What is expected:
Rewrite everything from the start of the listing down to the line containing "M124 91L129 95L138", substituting "desk chair" for every occurrence of "office chair" and leaving all else unchanged.

Start of Provided information

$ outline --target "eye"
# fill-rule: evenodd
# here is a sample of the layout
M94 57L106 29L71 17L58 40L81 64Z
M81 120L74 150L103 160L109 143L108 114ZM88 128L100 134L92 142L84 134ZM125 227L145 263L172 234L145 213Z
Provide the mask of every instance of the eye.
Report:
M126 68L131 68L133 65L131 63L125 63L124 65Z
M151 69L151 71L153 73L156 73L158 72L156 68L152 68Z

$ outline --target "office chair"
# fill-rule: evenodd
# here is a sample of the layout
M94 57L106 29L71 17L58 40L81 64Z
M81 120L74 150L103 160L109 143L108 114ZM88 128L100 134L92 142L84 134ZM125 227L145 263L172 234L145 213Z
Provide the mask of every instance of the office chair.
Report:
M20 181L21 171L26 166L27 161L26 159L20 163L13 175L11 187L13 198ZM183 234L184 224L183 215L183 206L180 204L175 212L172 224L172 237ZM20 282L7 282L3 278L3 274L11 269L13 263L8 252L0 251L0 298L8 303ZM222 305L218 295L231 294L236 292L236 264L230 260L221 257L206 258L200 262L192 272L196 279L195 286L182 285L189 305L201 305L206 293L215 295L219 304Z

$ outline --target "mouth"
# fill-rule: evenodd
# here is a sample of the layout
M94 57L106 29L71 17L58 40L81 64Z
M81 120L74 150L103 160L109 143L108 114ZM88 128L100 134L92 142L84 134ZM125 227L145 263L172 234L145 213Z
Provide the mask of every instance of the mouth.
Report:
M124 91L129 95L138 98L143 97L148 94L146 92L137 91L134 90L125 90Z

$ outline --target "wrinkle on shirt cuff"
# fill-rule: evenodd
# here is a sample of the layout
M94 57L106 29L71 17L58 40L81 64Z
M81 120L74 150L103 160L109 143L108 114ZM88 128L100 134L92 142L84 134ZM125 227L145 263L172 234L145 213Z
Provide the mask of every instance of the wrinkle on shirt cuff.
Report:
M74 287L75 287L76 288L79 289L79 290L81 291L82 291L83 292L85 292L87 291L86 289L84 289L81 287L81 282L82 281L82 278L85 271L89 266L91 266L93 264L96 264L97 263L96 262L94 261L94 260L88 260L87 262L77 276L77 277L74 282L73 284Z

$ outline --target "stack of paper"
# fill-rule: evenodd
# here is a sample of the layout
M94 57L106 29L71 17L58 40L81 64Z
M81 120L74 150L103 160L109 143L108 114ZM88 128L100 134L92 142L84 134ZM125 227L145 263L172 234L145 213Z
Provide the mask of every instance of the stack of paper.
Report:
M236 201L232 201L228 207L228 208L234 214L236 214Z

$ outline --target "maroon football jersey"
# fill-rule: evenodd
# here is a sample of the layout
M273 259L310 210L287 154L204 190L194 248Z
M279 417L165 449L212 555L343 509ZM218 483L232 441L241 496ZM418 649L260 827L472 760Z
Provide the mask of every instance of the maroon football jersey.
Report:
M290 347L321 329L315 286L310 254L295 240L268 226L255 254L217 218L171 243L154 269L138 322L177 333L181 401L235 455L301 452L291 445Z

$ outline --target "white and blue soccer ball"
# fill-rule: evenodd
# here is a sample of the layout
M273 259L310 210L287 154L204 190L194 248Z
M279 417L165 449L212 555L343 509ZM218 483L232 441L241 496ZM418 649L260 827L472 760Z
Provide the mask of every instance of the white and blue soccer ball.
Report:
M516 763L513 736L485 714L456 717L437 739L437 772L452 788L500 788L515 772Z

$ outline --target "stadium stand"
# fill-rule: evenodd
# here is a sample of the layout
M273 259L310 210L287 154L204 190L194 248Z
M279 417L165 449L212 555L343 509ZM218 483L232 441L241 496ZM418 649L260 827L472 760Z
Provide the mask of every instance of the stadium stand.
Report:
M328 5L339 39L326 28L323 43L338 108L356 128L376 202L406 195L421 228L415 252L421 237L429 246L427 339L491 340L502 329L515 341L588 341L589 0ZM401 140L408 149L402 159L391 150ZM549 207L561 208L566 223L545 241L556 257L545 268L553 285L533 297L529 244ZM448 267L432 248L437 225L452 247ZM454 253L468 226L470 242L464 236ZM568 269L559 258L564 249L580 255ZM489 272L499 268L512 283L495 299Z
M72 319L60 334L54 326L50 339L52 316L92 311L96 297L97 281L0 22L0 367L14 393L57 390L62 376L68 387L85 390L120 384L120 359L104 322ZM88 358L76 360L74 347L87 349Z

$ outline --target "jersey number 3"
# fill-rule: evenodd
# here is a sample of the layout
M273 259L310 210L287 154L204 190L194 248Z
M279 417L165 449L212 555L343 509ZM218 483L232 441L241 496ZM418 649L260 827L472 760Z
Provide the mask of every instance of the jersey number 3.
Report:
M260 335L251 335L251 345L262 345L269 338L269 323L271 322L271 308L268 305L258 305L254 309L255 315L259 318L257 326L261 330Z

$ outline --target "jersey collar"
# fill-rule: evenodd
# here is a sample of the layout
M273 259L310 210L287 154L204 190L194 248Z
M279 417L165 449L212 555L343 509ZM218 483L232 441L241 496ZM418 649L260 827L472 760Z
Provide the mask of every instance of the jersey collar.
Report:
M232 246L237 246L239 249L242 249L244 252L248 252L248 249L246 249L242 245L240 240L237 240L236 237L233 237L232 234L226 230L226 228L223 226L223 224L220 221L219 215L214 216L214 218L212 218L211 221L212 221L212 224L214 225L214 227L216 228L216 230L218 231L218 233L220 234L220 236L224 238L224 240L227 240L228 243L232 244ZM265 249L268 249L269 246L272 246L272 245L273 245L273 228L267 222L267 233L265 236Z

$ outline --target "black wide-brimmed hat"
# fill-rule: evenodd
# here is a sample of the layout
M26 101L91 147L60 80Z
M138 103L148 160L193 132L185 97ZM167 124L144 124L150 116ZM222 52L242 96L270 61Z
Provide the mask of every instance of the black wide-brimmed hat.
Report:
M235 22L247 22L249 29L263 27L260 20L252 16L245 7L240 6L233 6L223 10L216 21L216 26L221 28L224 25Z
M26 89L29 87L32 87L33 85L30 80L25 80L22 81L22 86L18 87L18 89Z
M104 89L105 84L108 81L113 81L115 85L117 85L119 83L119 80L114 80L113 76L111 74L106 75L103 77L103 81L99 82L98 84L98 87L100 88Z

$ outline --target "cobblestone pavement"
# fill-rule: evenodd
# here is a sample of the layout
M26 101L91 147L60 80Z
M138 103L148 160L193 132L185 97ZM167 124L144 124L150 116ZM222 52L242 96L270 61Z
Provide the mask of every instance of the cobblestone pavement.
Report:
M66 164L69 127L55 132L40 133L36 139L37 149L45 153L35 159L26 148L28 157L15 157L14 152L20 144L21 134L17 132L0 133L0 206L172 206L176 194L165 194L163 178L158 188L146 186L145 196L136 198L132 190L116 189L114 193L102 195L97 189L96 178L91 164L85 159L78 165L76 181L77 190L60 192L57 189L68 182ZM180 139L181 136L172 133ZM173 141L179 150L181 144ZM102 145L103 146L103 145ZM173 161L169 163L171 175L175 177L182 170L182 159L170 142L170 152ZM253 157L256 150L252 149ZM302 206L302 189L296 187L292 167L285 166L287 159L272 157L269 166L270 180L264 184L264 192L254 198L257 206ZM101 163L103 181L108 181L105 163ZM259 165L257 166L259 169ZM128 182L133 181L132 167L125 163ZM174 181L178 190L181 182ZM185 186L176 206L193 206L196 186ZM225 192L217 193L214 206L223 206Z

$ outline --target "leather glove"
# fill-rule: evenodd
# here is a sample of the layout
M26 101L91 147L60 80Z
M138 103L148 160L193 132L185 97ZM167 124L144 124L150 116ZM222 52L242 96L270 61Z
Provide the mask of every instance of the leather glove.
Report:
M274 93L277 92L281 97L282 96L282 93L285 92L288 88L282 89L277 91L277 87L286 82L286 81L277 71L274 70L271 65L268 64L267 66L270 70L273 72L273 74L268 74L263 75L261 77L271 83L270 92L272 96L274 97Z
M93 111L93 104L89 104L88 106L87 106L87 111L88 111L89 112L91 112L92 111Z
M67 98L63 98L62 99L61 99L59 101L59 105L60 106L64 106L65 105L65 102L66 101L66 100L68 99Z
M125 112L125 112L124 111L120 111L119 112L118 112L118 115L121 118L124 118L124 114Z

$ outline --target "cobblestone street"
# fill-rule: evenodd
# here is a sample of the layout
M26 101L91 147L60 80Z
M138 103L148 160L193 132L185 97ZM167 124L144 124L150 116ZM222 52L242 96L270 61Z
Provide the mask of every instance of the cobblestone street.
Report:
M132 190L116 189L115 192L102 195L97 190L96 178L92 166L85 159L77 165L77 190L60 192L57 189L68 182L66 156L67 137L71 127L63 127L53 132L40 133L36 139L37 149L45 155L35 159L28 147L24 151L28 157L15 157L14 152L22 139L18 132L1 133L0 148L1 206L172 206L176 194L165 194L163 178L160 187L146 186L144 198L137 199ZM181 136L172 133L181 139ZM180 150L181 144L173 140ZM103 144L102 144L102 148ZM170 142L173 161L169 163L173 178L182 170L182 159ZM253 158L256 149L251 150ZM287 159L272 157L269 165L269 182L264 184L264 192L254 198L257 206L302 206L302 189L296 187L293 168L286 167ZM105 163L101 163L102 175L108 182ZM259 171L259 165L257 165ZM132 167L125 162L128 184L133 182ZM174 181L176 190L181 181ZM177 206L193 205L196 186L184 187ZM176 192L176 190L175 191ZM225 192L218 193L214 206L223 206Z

End of Provided information

The result:
$ outline --target "eye"
# fill-rule: evenodd
# here is a sample of the layout
M94 57L106 29L71 17L58 40L81 64Z
M81 120L74 150L103 160L109 143L108 114ZM88 128L100 134L92 142L84 134ZM125 227L145 263L172 234L145 213Z
Provide the mask of every instance of the eye.
Report:
M126 68L131 68L133 65L131 63L125 63L124 65Z
M151 69L151 71L153 73L156 73L158 72L156 68L152 68Z

$ outline --target "desk chair"
# fill-rule: evenodd
# here is a sample of the layout
M94 57L106 29L71 17L58 40L81 64Z
M81 120L74 150L103 160L109 143L108 114ZM88 128L100 134L92 142L84 134ZM125 227L145 263L172 234L145 213Z
Provide the mask of every instance of the desk chair.
Report:
M20 181L21 171L26 166L27 161L26 159L20 163L13 175L11 187L13 198ZM183 234L184 224L183 215L183 206L180 204L175 212L172 224L172 237ZM20 282L7 282L3 278L3 274L11 269L13 263L8 252L0 251L0 298L8 303ZM222 305L218 295L231 294L236 292L236 264L230 260L221 257L206 258L200 262L192 272L196 279L195 286L182 285L189 305L201 305L206 293L215 295L219 304Z

$ outline --target "mouth"
# fill-rule: evenodd
# here is a sample of the layout
M94 57L106 29L71 17L58 40L81 64Z
M81 120L74 150L103 160L109 143L108 114ZM88 128L100 134L92 142L84 134ZM125 227L145 263L172 234L145 213Z
Provide the mask of every instance of the mouth.
Report:
M124 91L129 95L138 98L143 97L148 94L146 92L137 91L134 90L125 90Z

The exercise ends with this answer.